» **LIST OF TASKS**:
**a)** In the article on sharing power in emergency management, which organization funded the participatory action research behind the report?
**b)** Write the next part of the article on sharing power in emergency management, picking up after its final sentence.

» **SELECTED EXCERPT**:
____________________
Sharing power to achieve shared responsibility
Sharing power is imperative to achieving shared responsibility in emergency management, according to an important recent report examining the aftermath of Victoria's catastrophic 2009 bushfires. Bridget Tehan, emergency management policy analyst at VCOSS, explores the implications for local communities and the services and government agencies that support them.
Based on interactive research on the aftermath of Victoria’s February 2009 bushfires, the report provides valuable insights into the struggles, politics and issues experienced by local governments, community sector organisations, and community recovery committees following a major disaster. It also highlights the successes and opportunities provided through the recovery process.
Compiled by Daryl Taylor and Helen Goodman, Place-based and community-led specific disaster preparedness and generalisable community resilience, was informed by participatory action research funded by CatholicCare Bushfire Community Recovery Service. The report provides in-depth analysis of systemic power relationships and politics at play during a time of extraordinary demand, need and change. It provides a new model for future emergency management that is place-based, community-led and centred on a shift to building general community resilience.
The report highlights the importance of local government’s role as the leader and coordinator of disaster recovery, stressing that this is the level of government closest to people and communities. It explores the difficulties local governments found themselves in with the advent of the Victorian Bushfire Reconstruction and Recovery Authority, which made redundant the long-held state government policy that local government is the authority in relation to emergency management and recovery.
The report argues for better resourcing for local government to play its prevention, preparedness, response and recovery roles, so it can play a stronger role for communities in the event of major disasters. Importantly, it also calls for state government to move beyond incremental, instrumental or centralised changes, and to invest in shifting power to local governments and communities.
Wider process roles for community sector organisations are also discussed, including roles as advocate, mediator, negotiator, interpreter, influencer, facilitator, partnership broker, social entrepreneur, and capacity and capability builder. These are all alongside the more traditional contracted clinical service and welfare-provider roles.
The report considers whether community organisations could have played a stronger role in assisting people and communities to find their voice and be heard by various authorities in the aftermath of the 2009 bushfires. The funding environment for community organisations is found to have negatively affected their capacity to work collaboratively. Organisations that were tied to contractual arrangements also found they were limited in their capacity to explore community dynamics and adjust their services in response.
One participant noted:
“When you take on a tender or contract from government, you become an arm of the government, you are doing their bidding.”
Another stated:
“Vertical reporting on service delivery output statistics is not program evaluation. Contracted services end up reporting only on inputs and outputs, not on processes and outcomes, and not on learning and innovation.”
Community organisations stressed the need to work collaboratively to ensure all voices within communities are heard and acknowledged as they move through recovery.
The role and experiences of community recovery committees are also explored. Some participants saw the onset of a new ‘disaster politics’, with the disaster recovery space becoming a site of competition and conflict within and between communities, as well as the emergence of what the report calls ‘structural violence’ between various levels of government, agency bodies, and political representatives.
____________________
» **Saved entries**:
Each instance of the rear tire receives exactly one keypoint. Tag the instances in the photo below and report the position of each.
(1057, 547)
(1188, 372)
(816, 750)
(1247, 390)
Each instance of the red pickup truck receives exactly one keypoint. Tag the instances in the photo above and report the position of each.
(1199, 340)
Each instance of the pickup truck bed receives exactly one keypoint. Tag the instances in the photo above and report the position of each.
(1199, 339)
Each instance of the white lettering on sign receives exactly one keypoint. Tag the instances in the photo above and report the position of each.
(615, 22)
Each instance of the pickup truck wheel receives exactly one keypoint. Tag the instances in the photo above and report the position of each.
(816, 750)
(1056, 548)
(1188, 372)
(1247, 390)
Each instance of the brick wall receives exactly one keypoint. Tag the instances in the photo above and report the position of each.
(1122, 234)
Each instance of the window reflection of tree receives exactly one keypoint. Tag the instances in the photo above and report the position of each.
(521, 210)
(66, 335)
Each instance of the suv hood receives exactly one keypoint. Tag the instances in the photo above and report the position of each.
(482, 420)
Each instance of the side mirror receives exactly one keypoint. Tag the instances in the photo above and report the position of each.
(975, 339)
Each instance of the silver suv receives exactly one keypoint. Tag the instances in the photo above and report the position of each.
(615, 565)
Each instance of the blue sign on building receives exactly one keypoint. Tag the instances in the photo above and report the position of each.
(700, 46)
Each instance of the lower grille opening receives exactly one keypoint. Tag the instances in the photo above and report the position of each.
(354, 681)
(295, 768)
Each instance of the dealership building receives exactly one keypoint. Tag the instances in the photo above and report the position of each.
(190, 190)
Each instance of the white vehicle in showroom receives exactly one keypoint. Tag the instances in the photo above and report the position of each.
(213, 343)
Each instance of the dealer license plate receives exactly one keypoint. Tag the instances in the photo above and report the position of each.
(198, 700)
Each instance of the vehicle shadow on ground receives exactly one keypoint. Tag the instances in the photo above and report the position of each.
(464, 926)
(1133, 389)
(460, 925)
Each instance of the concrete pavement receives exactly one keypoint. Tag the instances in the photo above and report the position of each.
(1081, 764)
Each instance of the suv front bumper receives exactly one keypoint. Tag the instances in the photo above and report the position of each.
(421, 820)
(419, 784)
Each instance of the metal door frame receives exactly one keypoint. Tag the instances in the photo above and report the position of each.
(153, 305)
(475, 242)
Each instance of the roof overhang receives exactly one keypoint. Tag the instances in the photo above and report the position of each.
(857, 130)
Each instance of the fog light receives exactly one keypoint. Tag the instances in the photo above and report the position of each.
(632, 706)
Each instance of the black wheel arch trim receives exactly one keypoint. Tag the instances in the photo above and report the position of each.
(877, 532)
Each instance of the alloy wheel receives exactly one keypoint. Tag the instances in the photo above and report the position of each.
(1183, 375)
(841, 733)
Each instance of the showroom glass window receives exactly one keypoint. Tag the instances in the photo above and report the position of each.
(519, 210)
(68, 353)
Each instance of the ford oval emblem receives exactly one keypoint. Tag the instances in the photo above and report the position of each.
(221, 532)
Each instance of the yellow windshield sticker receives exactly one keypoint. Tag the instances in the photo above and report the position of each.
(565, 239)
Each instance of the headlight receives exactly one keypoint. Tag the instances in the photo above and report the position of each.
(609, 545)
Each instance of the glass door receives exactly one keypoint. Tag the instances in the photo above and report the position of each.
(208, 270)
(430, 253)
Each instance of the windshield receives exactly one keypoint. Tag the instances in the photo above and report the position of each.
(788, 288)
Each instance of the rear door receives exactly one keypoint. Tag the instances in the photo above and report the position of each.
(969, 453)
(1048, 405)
____________________
» **RESPONSES PER TASK**:
**a)** CatholicCare Bushfire Community Recovery Service.

**b)**
Community recovery committees stressed the negative effects of working to state government imposed timeframes. It was generally acknowledged that the recovery period after a major disaster would be considerable, but that timeframes set by the state government did not allow for longer-term thinking; to the detriment of both community recovery and long-term resilience.
The report argues that we need to prepare for disasters by taking a whole-of-community approach to building and maintaining community resilience, and that disaster preparedness should be viewed as a common or public good, rather than as a private individual or family responsibility.
Highlighted throughout are what the authors call ‘disaster dynamics’ – impacts operating across all scales. The challenge of dealing with long-term traumatised organisations and communities was another theme raised.
Overall, the study findings emphasise the need for systemic change in emergency management and disaster preparedness, and community recovery.
It encourages continued advocacy for a state government role of enabling, empowering and resourcing communities vulnerable to, or struck by, disasters, as well as service provider agencies and local governments. It suggests new opportunities for local governments, community organisations and community recovery committees, encouraging the state government to better support and enable local initiatives, leadership, decision-making and responsibility-taking.
While shared responsibility is acknowledged as a positive goal, achieving it is argued to require significant investments in shared understanding, shared commitments, shared resources and importantly, shared power. The report authors conclude by stating:
“We believe that the now well-honed notion of interoperability – especially given its centrality to the evolution of immediate response coordination in Victoria – is overdue for application to all other phases of the spectrum that comprises the broad view of Emergency Management. Interoperability also has sister concepts in community development: collaboration and collective impact. Although the two systems have very different means for achieving their respective outcomes, interoperability and collective impact define a bridge between these different, but complementary ways of working.”
This report is an important new piece of work that adds to the knowledge and insight afforded to us through the disaster of the 2009 Victorian bushfires. It is imperative that we continue to learn from the findings of this report and others like it, so that individuals, families and communities who face future disasters, will receive improved responses.